__What is being asked__:
Output each record exactly as given. Leave out every picture.

Records from a collection
__________

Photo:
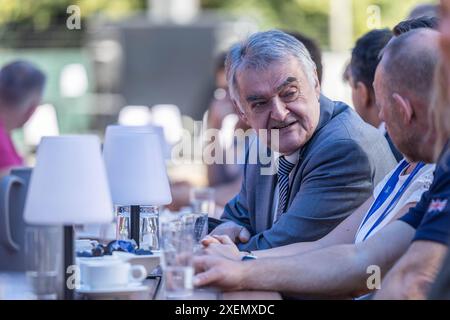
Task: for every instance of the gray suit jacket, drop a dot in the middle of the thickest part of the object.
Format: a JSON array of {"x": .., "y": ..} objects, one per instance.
[{"x": 336, "y": 173}]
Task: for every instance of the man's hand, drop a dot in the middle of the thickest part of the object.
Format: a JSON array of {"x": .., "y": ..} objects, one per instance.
[
  {"x": 215, "y": 271},
  {"x": 221, "y": 246},
  {"x": 237, "y": 233}
]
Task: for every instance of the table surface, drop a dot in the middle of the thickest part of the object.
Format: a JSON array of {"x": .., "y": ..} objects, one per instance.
[{"x": 14, "y": 286}]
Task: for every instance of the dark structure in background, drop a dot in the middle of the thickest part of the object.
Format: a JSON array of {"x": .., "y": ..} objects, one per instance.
[
  {"x": 138, "y": 62},
  {"x": 168, "y": 64}
]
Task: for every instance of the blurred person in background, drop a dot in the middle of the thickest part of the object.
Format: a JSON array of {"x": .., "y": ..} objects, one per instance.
[
  {"x": 21, "y": 90},
  {"x": 424, "y": 10},
  {"x": 416, "y": 23},
  {"x": 361, "y": 73},
  {"x": 422, "y": 265}
]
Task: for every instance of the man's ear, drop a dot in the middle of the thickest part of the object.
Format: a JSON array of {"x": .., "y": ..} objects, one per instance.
[
  {"x": 317, "y": 87},
  {"x": 362, "y": 92},
  {"x": 404, "y": 108},
  {"x": 241, "y": 114}
]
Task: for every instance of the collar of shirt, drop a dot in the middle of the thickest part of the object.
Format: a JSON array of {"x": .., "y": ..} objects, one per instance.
[
  {"x": 382, "y": 128},
  {"x": 292, "y": 158}
]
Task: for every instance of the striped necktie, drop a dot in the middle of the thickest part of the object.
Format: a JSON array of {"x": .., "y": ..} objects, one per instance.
[{"x": 284, "y": 169}]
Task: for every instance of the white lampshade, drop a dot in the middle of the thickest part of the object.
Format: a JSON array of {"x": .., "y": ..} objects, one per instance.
[
  {"x": 69, "y": 183},
  {"x": 135, "y": 165},
  {"x": 159, "y": 131}
]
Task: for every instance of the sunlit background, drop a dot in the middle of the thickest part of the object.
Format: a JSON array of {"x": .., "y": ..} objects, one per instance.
[{"x": 153, "y": 61}]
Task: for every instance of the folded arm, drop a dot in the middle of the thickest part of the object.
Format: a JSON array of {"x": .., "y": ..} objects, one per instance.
[{"x": 334, "y": 271}]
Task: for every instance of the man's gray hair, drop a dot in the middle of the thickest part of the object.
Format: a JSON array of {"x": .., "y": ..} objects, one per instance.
[
  {"x": 20, "y": 82},
  {"x": 263, "y": 48}
]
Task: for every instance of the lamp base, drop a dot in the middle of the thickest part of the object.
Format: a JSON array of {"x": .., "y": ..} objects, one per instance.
[{"x": 68, "y": 262}]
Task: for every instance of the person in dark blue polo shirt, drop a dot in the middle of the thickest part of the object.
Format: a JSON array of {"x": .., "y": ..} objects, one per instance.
[
  {"x": 431, "y": 216},
  {"x": 416, "y": 271}
]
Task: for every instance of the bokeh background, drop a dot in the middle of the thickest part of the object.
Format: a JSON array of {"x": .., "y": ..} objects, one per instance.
[{"x": 153, "y": 52}]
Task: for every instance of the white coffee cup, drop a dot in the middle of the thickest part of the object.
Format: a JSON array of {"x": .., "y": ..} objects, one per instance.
[{"x": 106, "y": 274}]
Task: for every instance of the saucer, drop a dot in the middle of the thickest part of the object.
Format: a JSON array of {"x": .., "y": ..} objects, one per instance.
[{"x": 113, "y": 291}]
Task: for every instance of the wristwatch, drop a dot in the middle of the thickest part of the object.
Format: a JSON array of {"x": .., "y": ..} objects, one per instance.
[{"x": 249, "y": 256}]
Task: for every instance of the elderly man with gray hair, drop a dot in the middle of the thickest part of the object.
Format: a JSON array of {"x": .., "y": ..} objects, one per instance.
[
  {"x": 345, "y": 269},
  {"x": 21, "y": 87},
  {"x": 327, "y": 159}
]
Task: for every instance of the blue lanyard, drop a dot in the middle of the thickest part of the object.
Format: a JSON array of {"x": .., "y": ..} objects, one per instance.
[{"x": 387, "y": 190}]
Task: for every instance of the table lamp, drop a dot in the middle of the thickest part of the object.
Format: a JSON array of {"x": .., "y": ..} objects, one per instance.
[
  {"x": 68, "y": 187},
  {"x": 136, "y": 171}
]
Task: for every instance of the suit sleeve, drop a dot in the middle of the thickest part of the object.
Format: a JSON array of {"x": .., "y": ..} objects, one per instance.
[{"x": 337, "y": 179}]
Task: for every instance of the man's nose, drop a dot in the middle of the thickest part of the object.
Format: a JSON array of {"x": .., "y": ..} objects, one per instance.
[
  {"x": 381, "y": 114},
  {"x": 279, "y": 110}
]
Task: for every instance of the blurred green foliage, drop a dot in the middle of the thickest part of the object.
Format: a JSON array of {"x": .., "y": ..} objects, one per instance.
[
  {"x": 311, "y": 16},
  {"x": 307, "y": 16}
]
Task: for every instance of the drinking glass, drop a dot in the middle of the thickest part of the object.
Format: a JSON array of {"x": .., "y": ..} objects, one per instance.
[
  {"x": 43, "y": 249},
  {"x": 148, "y": 226},
  {"x": 203, "y": 201},
  {"x": 199, "y": 224},
  {"x": 178, "y": 250}
]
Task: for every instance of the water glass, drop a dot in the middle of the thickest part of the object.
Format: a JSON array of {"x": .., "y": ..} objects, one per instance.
[
  {"x": 43, "y": 249},
  {"x": 199, "y": 224},
  {"x": 148, "y": 226},
  {"x": 178, "y": 251},
  {"x": 203, "y": 201}
]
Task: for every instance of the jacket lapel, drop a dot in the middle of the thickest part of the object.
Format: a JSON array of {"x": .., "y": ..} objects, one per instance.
[{"x": 326, "y": 114}]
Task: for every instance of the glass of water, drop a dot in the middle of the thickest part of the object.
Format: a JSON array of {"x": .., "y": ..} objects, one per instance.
[
  {"x": 178, "y": 251},
  {"x": 43, "y": 248},
  {"x": 203, "y": 201},
  {"x": 148, "y": 226}
]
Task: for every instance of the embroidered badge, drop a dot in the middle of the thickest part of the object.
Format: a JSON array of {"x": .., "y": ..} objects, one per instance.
[{"x": 437, "y": 205}]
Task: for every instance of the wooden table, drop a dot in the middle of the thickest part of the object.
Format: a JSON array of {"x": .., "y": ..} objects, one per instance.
[{"x": 14, "y": 286}]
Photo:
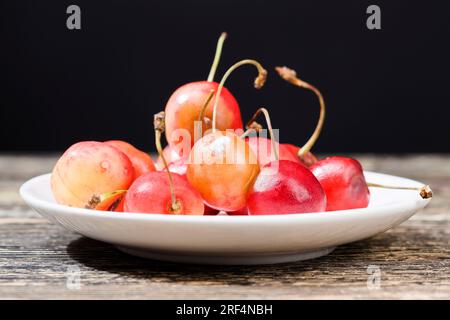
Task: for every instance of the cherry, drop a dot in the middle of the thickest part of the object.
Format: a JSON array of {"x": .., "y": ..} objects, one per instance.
[
  {"x": 151, "y": 193},
  {"x": 240, "y": 212},
  {"x": 163, "y": 192},
  {"x": 186, "y": 103},
  {"x": 344, "y": 183},
  {"x": 283, "y": 187},
  {"x": 222, "y": 168},
  {"x": 88, "y": 169},
  {"x": 308, "y": 158},
  {"x": 221, "y": 165},
  {"x": 304, "y": 152},
  {"x": 142, "y": 162}
]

__________

__Answer below__:
Photo:
Task: for every instance of the gray suit jacket, drop a dot in the middle of the thickest part of the object.
Format: a JSON array of {"x": .., "y": ..} objects, one per instance.
[{"x": 336, "y": 173}]
Task: for every instance of the man's hand, drop a dot in the middle of the thickest part of the object.
Format: a JSON array of {"x": .., "y": ..} objects, one per instance.
[
  {"x": 215, "y": 271},
  {"x": 221, "y": 246},
  {"x": 237, "y": 233}
]
Task: for every instance of the table surface, drop a dot in the middle of the thickest part of the object.
Format: a JSON array of {"x": .., "y": ..} objects, one per instance.
[{"x": 14, "y": 286}]
Task: for every instance of the dark structure in background, drop a dot in the middle of the thickest part of the object.
Format: a JSON array of {"x": .., "y": ..} objects, one per instance.
[
  {"x": 138, "y": 62},
  {"x": 168, "y": 64}
]
Task: for every instance of the blurred person in background, drop a dot in the middle of the thickest part of the object.
Format: a JSON array of {"x": .., "y": ..} objects, one per instance.
[
  {"x": 21, "y": 90},
  {"x": 424, "y": 10},
  {"x": 416, "y": 23},
  {"x": 361, "y": 73},
  {"x": 422, "y": 265}
]
Task: for every instance of the man's ear, drop a dot in the middle of the thickest part of the object.
Format: a JSON array of {"x": .., "y": ..} objects, one per instance.
[
  {"x": 317, "y": 87},
  {"x": 362, "y": 92},
  {"x": 404, "y": 108},
  {"x": 241, "y": 114}
]
Task: for every instance of the collar of shirt, drop a dot in the middle of the thickest part of the object.
Format: a JSON array of {"x": .., "y": ..} objects, one per instance.
[
  {"x": 382, "y": 128},
  {"x": 292, "y": 158}
]
Task: for every instance of the striped necktie, drop a dot in the middle of the thickest part of the object.
Format: a JSON array of {"x": .., "y": ..} objects, one per instance.
[{"x": 284, "y": 169}]
Task: for every instance of the white lampshade, drop a dot in the middle of the thickest part of the object.
Format: a JSON array of {"x": .., "y": ..} objects, one per instance.
[
  {"x": 69, "y": 183},
  {"x": 135, "y": 165},
  {"x": 159, "y": 131}
]
Task: for every instance of the sunlit background, drop a dot in the middle of the thickest part of the object.
Format: a JSON array of {"x": .., "y": ..} objects, one per instance.
[{"x": 153, "y": 61}]
Task: for every instance of the folded arm, drop a dot in the middle of the thickest part of the object.
Format: a JSON array of {"x": .., "y": ..} objects, one per instance.
[{"x": 334, "y": 271}]
Task: for every instance of the man's gray hair, drop a dot in the middle of the thickest part of the object.
Format: a JSON array of {"x": .., "y": ..} objects, one per instance.
[
  {"x": 20, "y": 82},
  {"x": 263, "y": 48}
]
Task: for every instance of the lamp base, drop a dot in the middle of the thickest part of the object.
Format: a JSON array of {"x": .., "y": ..} objects, one per instance.
[{"x": 68, "y": 262}]
Task: for every instance of the person in dark blue polo shirt, drop a dot in the middle of the thickest part of the object.
Format: a JSON array of {"x": .., "y": ..} objects, one per instance.
[
  {"x": 431, "y": 216},
  {"x": 416, "y": 271}
]
Task: for every instance of the bokeh background, drop a dot in the middle of the thickest part of the object.
Format: a JSON array of {"x": .., "y": ..} objects, one per instance.
[{"x": 153, "y": 52}]
Task: for every instance of the white coffee cup, drop a dot in the middle of the thickest part of the object.
Format: a JSON array of {"x": .., "y": ..} objects, one per instance.
[{"x": 106, "y": 274}]
Task: for every instance of the saucer, drop a dot in the middle of the thickest part of the object.
Format: a JSON array of {"x": .., "y": ..} objects, one per instance.
[{"x": 113, "y": 291}]
Task: for every instance of the wristwatch, drop a dot in the middle of the thickest part of the object.
Format: a JSON array of {"x": .., "y": ..} objects, one per instance.
[{"x": 249, "y": 256}]
Task: for every instance of the elderly man with gray hair, drop a dot in the middle of the thickest part of the object.
Format: a JSON array of {"x": .., "y": ..} objects, one per instance.
[
  {"x": 345, "y": 269},
  {"x": 21, "y": 87},
  {"x": 327, "y": 159}
]
Task: for every instance of the blue lanyard, drop a dot in the middle of the thickest part of the object.
Format: a JSON array of {"x": .., "y": ..} objects, one per instance.
[{"x": 387, "y": 190}]
Task: for every instance of the table lamp, drop a dot in the middle of the thickest part of the object.
Format: a JSON array of {"x": .., "y": ..} objects, one per instance.
[
  {"x": 68, "y": 187},
  {"x": 136, "y": 171}
]
Task: for every instance of the suit sleeve, drop a dot in the middle of the thickest part of the object.
Format: a JSON array of {"x": .., "y": ..} objects, one per instance.
[{"x": 337, "y": 179}]
Task: for every instance of the man's nose, drop a dot in the middle of the thickest part of the object.
Format: a JSON array of {"x": .., "y": ..} objects, one per instance.
[
  {"x": 381, "y": 114},
  {"x": 279, "y": 110}
]
Task: for every instance of the blurred green foliage, drop a dot in the middle of the thickest part of the object.
Format: a JSON array of {"x": .., "y": ..} objects, one per instance.
[
  {"x": 311, "y": 16},
  {"x": 307, "y": 16}
]
Task: for every instance of the drinking glass, drop a dot in the middle of the thickest part of the object.
Format: a JSON array of {"x": .., "y": ..} objects, one per instance.
[
  {"x": 43, "y": 249},
  {"x": 148, "y": 226},
  {"x": 203, "y": 201},
  {"x": 199, "y": 224},
  {"x": 178, "y": 250}
]
Task: for every instance of the water glass, drop a dot in the middle of the thickest part of the object.
Format: a JSON array of {"x": .., "y": ..} objects, one per instance.
[
  {"x": 43, "y": 249},
  {"x": 199, "y": 224},
  {"x": 148, "y": 226},
  {"x": 178, "y": 251},
  {"x": 203, "y": 201}
]
Task: for every instance of the jacket lapel, drop a dot in the middle of the thickest part of the object.
Format: a JSON array of {"x": .., "y": ..} objects, one per instance.
[{"x": 326, "y": 114}]
Task: for every instance of the glass of water, drop a dot in the middle of the thickest part of the object.
Format: a JSON array of {"x": .., "y": ..} objects, one per instance.
[
  {"x": 178, "y": 251},
  {"x": 43, "y": 248},
  {"x": 203, "y": 201},
  {"x": 148, "y": 226}
]
Task: for every instance of the embroidered badge, drop a dot in the middle of the thickest part of the object.
Format: a JSON array of {"x": .., "y": ..} objects, one per instance.
[{"x": 437, "y": 205}]
Task: for every instance of the wooden table, drop a dot in the middle of the thickest part of the object.
Format: a JSON array of {"x": .., "y": ..} objects, one per instance.
[{"x": 14, "y": 286}]
Photo:
Task: for every instance of the cherry, drop a dot in the middle of the thickest part of the object.
Format: a JSON array of {"x": .., "y": ..} objects, one per instance.
[
  {"x": 151, "y": 193},
  {"x": 240, "y": 212},
  {"x": 163, "y": 192},
  {"x": 186, "y": 103},
  {"x": 344, "y": 183},
  {"x": 283, "y": 187},
  {"x": 222, "y": 168},
  {"x": 88, "y": 169},
  {"x": 308, "y": 158},
  {"x": 221, "y": 165},
  {"x": 304, "y": 152},
  {"x": 142, "y": 162}
]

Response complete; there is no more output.